Half way - a review of post Fukushima actions in the Americas

24 July 2013



After worldwide calls to action came in the wake of the tsunami that devastated Fukushima Daiichi in March 2011, nuclear power plants have been shoring up their defences for more than a year already. Much has already been accomplished; many projects are only months away from realization. By Will Dalrymple


Much of the USA's industry response has centred around flooding and seismic risk inspections ('walkdowns'), developing new connections to add emergency sources of cooling water, and buying mobile equipment (pumps, generators) to use in an emergency. This is the industry's so-called diverse and flexible coping strategies (FLEX) approach. In addition to holding this equipment in onsite stores, two offsite emergency equipment stores ('regional response centres') have been organized: near Memphis, Tennessee and Phoenix, Arizona, run by Pooled Equipment Inventory Co, and expected to be operational by August 2014.

In an April meeting with the US Nuclear Regulatory Commission (USNRC), Dominion Energy's president and chief nuclear officer David Heacock said that post-Fukushima changes will cost between $30-40 million per unit for the six-unit, three-station Dominion fleet (see Table 1). Heacock participated in the meeting as part of a four-member external panel. The briefing was organized to discuss the status of actions taken in response to lessons learned from Fukushima.

 

Table 1: Estimated costs of Dominion's post-Fukushima measures ($millions)
 UnitSiteFleet
Projected total cost30-40 180-240
- Of that 65%: FLEX/spent fuel pool instrumentation19.5-26 117-156
- The remaining 35%: hazard reevaluations10.5-14 63-84
Selected actions   
9-10 mechanical connections per site 8.1-924.3-27
8 electrical connections 5.616.8
2 channels SFP instrumentation (@1.5 million)3618
10,000 square metre protected building 1030
Seismic walkdowns 0.52
Reevaluations per site
($5m for North Anna/Surry, $10m Millstone)

--

Challenge 1: Name every organization that the article on post-Fukushima actions in the Americas mentions by name.

--

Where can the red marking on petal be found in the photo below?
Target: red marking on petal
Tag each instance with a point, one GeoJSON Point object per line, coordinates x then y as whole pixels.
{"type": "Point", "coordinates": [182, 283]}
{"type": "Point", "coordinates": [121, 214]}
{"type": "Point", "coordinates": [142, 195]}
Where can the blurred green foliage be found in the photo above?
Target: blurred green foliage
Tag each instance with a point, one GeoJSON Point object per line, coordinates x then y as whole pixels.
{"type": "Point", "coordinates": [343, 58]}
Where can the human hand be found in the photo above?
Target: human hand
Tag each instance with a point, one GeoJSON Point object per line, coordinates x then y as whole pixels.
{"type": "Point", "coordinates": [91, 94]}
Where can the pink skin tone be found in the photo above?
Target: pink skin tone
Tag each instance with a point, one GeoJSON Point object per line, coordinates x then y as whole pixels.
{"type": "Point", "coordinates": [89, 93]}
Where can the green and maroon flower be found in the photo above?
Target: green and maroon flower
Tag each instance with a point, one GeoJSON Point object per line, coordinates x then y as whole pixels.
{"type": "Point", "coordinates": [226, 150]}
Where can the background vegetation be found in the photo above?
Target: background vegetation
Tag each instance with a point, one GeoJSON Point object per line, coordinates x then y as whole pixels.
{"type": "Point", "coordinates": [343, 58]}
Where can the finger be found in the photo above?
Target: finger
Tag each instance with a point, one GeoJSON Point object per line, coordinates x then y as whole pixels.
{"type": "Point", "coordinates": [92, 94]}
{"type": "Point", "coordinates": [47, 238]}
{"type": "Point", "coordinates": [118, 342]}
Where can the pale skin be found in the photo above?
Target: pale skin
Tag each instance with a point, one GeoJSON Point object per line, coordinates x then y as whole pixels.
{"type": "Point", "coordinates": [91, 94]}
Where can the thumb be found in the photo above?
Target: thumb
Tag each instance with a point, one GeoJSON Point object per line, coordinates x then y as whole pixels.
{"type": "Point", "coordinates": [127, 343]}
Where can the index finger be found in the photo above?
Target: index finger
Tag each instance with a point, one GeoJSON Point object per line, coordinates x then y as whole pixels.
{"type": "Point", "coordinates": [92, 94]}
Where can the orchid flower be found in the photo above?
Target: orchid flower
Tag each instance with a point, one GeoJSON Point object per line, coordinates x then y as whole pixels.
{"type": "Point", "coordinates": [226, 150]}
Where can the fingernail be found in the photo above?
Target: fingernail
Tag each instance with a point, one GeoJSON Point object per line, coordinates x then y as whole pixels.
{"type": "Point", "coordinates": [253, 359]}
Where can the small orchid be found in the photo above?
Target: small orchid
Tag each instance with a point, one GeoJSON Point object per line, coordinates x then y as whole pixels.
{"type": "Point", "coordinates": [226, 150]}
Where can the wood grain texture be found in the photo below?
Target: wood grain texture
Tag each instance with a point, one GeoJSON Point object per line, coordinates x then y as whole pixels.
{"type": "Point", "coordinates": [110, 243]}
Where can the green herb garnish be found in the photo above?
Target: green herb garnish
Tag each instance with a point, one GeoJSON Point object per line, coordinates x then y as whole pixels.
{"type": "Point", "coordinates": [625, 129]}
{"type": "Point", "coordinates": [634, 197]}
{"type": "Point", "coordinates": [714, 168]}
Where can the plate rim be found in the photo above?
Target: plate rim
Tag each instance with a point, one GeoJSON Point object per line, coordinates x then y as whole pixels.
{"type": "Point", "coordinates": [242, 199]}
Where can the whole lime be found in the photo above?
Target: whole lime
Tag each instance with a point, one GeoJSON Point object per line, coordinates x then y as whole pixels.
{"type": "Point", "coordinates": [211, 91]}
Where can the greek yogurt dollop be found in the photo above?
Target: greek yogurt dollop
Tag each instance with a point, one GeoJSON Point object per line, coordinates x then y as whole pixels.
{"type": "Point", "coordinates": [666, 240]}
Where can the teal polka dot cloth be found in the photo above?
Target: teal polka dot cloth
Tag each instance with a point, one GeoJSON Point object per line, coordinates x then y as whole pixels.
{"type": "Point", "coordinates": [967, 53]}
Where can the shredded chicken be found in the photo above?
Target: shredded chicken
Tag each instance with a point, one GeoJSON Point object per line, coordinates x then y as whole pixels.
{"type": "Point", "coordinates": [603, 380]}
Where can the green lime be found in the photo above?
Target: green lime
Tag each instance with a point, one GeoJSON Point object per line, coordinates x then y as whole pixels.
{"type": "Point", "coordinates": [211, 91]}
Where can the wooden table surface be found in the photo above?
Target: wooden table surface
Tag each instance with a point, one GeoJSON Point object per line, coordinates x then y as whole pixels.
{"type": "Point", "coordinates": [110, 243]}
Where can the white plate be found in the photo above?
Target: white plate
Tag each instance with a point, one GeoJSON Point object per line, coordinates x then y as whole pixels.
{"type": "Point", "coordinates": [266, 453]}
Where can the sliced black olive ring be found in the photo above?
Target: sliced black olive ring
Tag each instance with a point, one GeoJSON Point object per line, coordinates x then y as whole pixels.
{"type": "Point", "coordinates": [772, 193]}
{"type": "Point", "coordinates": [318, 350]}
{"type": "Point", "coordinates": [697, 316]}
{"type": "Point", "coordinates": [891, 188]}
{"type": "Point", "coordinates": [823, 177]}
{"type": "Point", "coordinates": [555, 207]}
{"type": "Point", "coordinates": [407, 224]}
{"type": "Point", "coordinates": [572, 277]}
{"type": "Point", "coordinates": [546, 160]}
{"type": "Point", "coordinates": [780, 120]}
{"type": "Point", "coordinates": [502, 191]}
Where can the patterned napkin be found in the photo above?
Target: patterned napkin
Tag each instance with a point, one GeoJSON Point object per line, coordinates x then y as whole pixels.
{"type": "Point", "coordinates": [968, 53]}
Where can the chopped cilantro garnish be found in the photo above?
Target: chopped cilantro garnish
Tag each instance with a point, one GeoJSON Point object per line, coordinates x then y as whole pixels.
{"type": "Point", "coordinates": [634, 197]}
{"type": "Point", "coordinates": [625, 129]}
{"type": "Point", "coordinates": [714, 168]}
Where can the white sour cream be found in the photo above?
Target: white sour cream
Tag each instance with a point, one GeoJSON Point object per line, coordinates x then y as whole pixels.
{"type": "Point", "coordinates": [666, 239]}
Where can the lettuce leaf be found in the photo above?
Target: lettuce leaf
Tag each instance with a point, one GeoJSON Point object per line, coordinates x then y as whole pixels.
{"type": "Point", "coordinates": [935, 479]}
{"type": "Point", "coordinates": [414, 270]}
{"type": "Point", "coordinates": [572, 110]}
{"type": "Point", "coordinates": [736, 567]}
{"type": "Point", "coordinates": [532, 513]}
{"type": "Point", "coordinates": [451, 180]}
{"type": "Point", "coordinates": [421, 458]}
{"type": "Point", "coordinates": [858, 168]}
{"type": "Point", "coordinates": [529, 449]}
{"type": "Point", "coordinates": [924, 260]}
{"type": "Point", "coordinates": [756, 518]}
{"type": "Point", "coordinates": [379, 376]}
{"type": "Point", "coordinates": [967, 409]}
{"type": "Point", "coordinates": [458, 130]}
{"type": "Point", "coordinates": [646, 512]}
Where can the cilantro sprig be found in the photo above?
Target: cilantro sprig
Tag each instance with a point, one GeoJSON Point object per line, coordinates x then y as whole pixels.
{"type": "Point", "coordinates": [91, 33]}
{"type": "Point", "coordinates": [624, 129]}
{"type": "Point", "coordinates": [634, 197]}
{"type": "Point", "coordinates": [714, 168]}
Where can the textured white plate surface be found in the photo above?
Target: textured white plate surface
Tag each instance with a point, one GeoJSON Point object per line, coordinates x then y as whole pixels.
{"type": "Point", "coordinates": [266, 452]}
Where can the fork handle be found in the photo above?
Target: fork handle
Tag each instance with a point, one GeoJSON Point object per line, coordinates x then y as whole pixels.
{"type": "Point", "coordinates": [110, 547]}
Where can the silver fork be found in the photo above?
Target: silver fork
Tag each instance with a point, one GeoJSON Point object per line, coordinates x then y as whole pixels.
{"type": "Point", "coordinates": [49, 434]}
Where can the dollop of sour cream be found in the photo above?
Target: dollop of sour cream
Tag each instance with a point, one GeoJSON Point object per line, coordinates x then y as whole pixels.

--

Challenge 2: Lay out the listing as a numbered list, from the line containing "Where can the silver" through the end of the listing, and omit blank lines.

Task result 1:
- US Nuclear Regulatory Commission (USNRC)
- Dominion Energy
- Pooled Equipment Inventory Co

Task result 2:
1. Where can the silver fork be found in the photo above?
2. Target: silver fork
3. Tag each instance with a point, one GeoJSON Point object per line, coordinates x then y as whole pixels.
4. {"type": "Point", "coordinates": [49, 434]}
5. Where can the dollop of sour cream be found in the photo above?
6. Target: dollop of sour cream
7. Tag each instance with a point, one GeoJSON Point object per line, coordinates x then y as whole pixels.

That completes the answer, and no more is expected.